Comment by amatecha

1 month ago

Completely, 100% agreed:

> the only way to guarantee computing privacy is to not send data off the device.

> It ought to be up to the individual user to decide their own tolerance for the risk of privacy violations. [...] By enabling the "feature" without asking, Apple disrespects users and their preferences. I never wanted my iPhone to phone home to Apple.

Regardless of how obfuscated or "secure" or otherwise "privacy-protecting" the feature is, the fact is that some information derived from one's personal content is transmitted, without prior consent. Even if the information is protected, all network queries are information. A timestamp that proves you took a certain action at a certain time (like taking a photo, assuming stuff is sent to this service immediately upon adding a new photo), from a certain location (by correlating your location information at that time), etc etc.. and that's just the tip of the iceberg. Transmitting information from a user's device without their explicit consent is a violation of their privacy.

So Signal messages aren't secure because they're transmitted and so their "obfuscation" isn't enough to protect your data? Have you read what the author cited (and then admitted to not understanding) what Apple says they actually do to the data before transmission?

I could see an argument in the metadata (though there are multiple assumptions involved there, not least that they don't truly do OHTTP but instead conspire to learn at what timestamp a user took a picture), but if you already don't trust in what is essentially math, I'm not sure where the uncertainty and doubt ends

  • The difference being that the signal message is sent with consent: You literally press a button to send it there is a clear causal relationship between clicking the button and the message being sent.

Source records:
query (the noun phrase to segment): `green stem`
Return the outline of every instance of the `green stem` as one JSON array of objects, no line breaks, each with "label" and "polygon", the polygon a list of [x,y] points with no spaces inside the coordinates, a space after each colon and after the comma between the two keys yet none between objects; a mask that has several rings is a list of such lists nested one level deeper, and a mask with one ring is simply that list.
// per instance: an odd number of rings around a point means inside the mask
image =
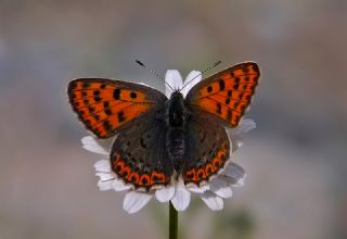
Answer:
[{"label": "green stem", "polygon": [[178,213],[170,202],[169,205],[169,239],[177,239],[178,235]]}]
...
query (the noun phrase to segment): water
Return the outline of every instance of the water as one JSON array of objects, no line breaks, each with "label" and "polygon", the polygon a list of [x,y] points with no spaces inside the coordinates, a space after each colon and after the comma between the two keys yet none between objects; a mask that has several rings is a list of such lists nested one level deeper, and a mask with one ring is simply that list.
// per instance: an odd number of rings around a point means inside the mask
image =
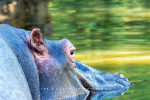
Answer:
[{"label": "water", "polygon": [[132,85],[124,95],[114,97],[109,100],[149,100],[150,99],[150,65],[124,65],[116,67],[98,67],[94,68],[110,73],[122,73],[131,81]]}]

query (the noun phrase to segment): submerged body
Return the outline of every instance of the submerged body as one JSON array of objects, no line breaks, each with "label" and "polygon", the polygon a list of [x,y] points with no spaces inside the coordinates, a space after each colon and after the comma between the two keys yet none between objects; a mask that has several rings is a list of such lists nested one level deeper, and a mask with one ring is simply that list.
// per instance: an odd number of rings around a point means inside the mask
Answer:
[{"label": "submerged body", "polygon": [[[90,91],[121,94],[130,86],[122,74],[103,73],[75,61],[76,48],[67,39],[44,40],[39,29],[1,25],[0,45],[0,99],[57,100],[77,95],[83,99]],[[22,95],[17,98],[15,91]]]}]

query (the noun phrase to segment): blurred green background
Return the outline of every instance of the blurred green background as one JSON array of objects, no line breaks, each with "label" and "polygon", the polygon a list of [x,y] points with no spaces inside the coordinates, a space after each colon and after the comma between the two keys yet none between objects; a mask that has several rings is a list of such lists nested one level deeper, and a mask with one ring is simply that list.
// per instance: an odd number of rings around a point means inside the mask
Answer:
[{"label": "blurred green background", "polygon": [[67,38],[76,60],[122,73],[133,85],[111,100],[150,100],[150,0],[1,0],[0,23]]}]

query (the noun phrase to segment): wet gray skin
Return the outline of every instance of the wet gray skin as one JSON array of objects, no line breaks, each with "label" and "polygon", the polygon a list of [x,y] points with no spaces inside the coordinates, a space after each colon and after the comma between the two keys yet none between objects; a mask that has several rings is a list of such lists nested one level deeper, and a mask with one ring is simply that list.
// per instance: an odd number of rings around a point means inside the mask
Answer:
==
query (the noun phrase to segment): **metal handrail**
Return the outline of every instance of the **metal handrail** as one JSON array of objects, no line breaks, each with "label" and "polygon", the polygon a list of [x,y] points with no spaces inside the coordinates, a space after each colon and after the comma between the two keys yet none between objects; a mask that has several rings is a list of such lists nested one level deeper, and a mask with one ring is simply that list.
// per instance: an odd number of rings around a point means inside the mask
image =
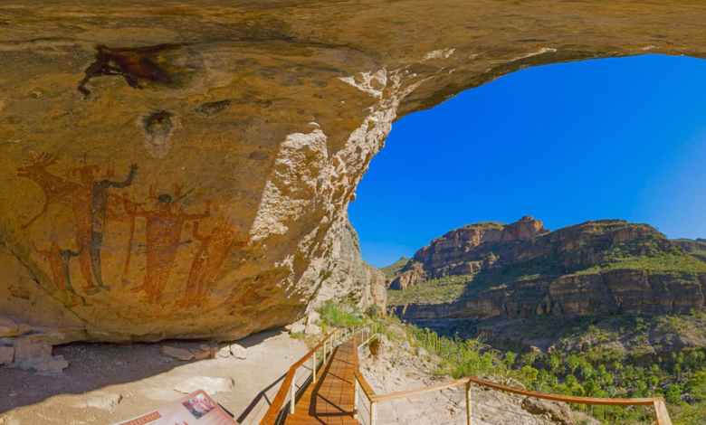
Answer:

- **Exercises to complete**
1. List every word or phrase that appears inside double quotation marks in the comment thread on device privacy.
2. Write the next part of the comment thread on Apple and device privacy, continuing after its last sentence.

- **Outputs by task**
1. "feature", "secure", "privacy-protecting", "obfuscation"

2.
  • The obvious difference is that by sending your photos with Signal, you are doing it willingly. You let it encrypt and decrypt willingly. You decide who gets it.

    Here, Apple does that for you.

    • Your ISP, a bunch of routers and switches and the servers run by Signal can also see your encrypted photo. You don’t really get to decide who sees the encrypted photo. You do get to decide which photo you encrypt and send though.

      3 replies →

> like taking a photo, assuming stuff is sent to this service immediately upon adding a new photo

So you jumped to a conclusion based on an incorrect premise. This is easy to see that this does not happen immediately after taking a photo. One the network traffic will show this (and it won’t), two homomorphic encryption is expensive so it cannot. Photos classically doesn’t sync on demand, as most iPhone users will know by way if it telling you this in the photos app when it does sync. Most expensive operations are queued up for when the device is plugged in (and on WiFi) because it’ll otherwise drain battery.

  • you're splitting a very fine hair while ignoring the larger privacy implication of the feature. So the timestamp might or might not be delayed a bit from being perfectly accurate? So what? It still is data approximating when the photo was taken, even if the resolution were as bad as "within a few days"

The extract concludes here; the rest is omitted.